EXERCISE: Filter the data below, keeping only lines that contain "radio".

MATERIALS PROVIDED:
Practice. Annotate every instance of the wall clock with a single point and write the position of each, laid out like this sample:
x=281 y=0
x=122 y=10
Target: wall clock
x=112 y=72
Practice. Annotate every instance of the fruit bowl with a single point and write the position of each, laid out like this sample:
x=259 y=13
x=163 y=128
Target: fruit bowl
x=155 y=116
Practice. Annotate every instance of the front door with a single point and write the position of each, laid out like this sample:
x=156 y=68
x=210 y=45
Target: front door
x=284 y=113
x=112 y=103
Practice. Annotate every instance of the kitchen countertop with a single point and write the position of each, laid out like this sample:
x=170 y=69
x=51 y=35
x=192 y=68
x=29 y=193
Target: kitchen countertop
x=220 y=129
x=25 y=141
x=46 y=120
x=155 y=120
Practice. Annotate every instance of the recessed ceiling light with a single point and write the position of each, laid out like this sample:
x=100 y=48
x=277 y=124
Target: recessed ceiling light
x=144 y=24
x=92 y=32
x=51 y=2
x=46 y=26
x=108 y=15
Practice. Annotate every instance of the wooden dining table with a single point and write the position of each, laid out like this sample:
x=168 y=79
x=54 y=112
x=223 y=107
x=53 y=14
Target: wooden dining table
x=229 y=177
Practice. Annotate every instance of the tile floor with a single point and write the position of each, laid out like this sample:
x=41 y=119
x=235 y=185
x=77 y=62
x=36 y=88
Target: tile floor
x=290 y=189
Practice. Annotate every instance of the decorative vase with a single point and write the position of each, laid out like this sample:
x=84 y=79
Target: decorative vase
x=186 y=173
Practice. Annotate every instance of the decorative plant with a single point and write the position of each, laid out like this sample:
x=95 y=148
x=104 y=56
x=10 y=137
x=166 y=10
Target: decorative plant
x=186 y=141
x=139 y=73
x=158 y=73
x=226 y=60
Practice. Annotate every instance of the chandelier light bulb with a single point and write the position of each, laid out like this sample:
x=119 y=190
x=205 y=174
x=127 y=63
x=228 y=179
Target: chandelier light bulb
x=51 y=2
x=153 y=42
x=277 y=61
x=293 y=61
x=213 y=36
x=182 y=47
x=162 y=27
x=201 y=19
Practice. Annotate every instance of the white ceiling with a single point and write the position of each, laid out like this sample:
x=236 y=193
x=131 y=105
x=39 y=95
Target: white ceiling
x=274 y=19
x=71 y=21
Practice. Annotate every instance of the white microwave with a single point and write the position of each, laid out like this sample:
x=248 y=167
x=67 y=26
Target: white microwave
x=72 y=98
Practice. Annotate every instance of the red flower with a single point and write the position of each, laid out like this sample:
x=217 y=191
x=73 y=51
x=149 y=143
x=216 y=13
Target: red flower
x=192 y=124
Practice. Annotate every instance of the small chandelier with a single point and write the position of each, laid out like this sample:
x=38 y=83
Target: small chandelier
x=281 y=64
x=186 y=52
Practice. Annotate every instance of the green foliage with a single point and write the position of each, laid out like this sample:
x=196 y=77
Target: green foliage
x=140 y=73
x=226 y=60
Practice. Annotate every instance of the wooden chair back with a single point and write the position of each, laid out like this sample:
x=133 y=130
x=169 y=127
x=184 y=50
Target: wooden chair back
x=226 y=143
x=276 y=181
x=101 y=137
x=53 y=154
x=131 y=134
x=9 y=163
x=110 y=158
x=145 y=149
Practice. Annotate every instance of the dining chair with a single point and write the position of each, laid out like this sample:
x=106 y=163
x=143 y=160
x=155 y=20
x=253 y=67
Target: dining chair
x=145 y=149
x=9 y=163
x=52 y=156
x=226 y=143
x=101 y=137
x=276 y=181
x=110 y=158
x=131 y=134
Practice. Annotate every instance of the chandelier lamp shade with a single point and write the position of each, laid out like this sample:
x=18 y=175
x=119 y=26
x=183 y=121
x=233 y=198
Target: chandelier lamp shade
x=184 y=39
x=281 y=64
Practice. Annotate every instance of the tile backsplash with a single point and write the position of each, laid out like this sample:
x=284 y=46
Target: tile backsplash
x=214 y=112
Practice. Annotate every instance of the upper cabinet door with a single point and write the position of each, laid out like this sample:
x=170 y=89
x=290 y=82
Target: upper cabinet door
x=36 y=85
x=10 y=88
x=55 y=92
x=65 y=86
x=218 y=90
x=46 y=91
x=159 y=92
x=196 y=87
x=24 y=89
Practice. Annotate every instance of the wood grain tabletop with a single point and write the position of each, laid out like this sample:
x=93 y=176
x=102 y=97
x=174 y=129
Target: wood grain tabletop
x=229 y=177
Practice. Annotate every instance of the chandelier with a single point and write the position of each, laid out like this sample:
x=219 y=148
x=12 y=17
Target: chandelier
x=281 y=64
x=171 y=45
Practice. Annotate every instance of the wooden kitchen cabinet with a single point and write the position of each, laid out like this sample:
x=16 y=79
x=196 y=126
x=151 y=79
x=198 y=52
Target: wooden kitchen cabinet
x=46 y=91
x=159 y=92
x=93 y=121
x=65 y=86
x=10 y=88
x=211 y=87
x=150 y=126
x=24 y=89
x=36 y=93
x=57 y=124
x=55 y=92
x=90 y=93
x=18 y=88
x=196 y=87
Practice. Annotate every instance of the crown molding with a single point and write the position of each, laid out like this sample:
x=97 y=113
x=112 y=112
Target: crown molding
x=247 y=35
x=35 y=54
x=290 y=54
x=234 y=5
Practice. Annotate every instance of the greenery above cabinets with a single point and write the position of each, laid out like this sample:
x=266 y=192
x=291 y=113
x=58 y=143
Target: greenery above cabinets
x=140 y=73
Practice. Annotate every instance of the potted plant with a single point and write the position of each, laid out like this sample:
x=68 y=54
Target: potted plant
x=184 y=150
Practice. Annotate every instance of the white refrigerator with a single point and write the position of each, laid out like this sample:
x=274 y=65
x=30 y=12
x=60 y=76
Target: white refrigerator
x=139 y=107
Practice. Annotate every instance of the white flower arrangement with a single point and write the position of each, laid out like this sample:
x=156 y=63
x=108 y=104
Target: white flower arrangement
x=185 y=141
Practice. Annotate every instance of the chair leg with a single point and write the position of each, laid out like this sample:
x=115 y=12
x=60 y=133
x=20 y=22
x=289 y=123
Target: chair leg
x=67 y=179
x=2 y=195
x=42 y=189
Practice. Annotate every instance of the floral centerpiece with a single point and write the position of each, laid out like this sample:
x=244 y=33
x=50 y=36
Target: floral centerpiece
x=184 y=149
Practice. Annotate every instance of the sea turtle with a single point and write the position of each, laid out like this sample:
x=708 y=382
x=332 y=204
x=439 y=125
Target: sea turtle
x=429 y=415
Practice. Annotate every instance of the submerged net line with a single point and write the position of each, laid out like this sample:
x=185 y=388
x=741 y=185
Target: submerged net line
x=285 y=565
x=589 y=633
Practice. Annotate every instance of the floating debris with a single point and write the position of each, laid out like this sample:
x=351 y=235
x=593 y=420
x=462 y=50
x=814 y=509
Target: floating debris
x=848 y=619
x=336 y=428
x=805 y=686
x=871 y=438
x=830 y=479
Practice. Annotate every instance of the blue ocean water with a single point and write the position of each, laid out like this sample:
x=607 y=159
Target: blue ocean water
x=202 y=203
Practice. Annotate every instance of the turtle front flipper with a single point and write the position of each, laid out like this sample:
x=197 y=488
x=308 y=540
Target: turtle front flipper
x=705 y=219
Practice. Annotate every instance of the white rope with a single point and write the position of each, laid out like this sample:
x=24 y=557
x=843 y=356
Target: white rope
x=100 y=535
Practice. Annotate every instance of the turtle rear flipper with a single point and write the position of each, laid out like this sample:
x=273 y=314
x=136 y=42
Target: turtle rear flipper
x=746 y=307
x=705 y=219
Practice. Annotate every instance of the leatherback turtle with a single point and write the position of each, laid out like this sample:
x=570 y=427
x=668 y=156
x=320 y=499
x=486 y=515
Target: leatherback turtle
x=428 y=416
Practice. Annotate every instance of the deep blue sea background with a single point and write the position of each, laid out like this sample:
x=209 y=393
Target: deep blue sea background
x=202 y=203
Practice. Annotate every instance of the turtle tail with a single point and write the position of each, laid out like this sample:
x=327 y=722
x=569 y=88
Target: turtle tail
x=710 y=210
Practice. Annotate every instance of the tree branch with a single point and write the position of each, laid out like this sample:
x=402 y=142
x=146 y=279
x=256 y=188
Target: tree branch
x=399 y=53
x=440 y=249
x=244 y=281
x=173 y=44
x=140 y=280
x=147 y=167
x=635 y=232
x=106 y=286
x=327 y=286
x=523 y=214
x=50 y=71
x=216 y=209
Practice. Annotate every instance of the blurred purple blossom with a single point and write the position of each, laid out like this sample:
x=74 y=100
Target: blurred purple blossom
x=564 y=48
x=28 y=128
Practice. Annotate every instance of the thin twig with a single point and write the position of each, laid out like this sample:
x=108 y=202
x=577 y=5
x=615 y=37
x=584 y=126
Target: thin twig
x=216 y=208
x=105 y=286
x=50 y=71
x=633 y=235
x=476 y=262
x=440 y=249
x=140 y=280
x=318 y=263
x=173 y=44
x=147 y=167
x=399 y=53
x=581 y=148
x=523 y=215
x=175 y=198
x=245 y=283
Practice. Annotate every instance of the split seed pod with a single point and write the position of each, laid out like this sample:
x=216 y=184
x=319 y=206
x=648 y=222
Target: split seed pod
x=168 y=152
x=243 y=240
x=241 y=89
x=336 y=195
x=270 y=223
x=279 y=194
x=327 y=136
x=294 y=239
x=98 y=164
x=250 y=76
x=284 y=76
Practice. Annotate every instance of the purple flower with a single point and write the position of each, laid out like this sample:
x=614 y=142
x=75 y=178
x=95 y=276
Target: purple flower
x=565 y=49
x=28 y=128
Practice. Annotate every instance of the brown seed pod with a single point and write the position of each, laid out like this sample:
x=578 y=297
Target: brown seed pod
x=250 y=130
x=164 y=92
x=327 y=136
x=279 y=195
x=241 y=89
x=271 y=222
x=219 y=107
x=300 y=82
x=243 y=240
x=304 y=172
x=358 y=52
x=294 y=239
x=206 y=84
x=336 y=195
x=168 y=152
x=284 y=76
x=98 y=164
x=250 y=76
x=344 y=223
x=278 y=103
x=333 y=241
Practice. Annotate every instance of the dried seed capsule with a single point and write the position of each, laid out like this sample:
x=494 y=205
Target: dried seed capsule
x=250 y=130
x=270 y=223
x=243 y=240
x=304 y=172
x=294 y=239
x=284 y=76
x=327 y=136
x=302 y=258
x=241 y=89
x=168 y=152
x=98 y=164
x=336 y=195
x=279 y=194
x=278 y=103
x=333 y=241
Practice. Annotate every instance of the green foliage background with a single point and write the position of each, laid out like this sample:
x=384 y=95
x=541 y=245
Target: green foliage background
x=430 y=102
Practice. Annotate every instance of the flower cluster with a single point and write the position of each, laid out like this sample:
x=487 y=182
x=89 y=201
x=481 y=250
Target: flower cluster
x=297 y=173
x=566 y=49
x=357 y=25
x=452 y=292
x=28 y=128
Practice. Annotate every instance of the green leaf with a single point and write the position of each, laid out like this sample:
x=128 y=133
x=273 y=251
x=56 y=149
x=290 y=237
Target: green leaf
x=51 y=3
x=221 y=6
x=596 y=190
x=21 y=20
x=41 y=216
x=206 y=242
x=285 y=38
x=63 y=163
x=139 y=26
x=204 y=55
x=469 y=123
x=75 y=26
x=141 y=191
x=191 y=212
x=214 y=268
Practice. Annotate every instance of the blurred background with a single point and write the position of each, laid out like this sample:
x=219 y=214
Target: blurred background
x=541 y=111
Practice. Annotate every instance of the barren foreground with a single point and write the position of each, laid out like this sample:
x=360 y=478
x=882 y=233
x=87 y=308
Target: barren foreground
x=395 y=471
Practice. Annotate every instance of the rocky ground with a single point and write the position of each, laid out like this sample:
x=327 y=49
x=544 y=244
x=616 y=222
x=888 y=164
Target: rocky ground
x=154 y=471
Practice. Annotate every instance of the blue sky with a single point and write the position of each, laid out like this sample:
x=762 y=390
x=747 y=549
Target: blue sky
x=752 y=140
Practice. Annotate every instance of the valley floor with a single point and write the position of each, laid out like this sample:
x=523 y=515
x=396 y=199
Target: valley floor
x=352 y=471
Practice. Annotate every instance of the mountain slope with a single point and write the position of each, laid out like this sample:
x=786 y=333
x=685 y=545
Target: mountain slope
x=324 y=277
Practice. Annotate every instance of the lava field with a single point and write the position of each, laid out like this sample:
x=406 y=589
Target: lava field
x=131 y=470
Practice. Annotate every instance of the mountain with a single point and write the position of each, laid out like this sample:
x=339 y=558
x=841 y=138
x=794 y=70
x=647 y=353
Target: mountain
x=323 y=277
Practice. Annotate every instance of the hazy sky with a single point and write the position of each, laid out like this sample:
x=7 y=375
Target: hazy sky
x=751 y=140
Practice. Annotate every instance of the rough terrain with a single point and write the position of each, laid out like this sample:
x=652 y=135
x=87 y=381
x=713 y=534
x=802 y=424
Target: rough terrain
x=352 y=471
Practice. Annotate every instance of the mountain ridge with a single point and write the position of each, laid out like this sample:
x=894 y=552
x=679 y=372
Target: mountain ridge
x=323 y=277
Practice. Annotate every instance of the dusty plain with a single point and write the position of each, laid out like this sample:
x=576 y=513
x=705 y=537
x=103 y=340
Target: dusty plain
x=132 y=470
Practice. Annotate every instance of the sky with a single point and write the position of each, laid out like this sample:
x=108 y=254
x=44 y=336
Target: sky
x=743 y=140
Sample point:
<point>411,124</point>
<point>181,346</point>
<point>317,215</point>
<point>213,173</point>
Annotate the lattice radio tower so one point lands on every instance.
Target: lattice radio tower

YOUR SOLUTION:
Annotate the lattice radio tower so one point lands on every instance.
Target: lattice radio tower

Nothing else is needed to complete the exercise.